MATERIAL FOR THIS TASK:
* * *
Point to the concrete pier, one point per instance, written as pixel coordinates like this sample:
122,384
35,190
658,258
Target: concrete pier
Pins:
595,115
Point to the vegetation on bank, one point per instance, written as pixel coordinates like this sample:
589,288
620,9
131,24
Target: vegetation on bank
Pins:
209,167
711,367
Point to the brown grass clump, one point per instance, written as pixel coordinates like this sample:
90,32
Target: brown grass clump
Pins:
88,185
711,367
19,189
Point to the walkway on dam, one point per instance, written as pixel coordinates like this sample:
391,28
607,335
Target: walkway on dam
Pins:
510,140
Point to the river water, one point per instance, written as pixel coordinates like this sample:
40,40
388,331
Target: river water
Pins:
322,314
* * *
DIRECTIVE:
Reproduce the listing above with each "Target" renamed to "Label" and every other character left unchanged.

ANSWER TO THIS TASK:
Point to the concrete pier, one point per instance, written as pixel coordinates like this sample:
122,384
35,190
658,258
Label: concrete pier
Pins:
595,115
Point to the vegetation on bank, one point per instance, written as pixel coordinates like this sample:
589,288
620,9
131,24
Label: vegetation on bank
Pins:
209,167
711,367
Point to the brown grass clump, one point per instance, written as pixel coordinates like this sample:
90,32
Label: brown grass clump
Pins:
88,185
711,367
19,189
Point to the walkway on dam, one point per instance, written as pixel coordinates like this sample:
391,28
607,335
Label: walkway on dam
Pins:
510,140
Point to the river water, one point per instance, written as pixel coordinates like this sample:
40,40
388,331
Label: river water
Pins:
322,314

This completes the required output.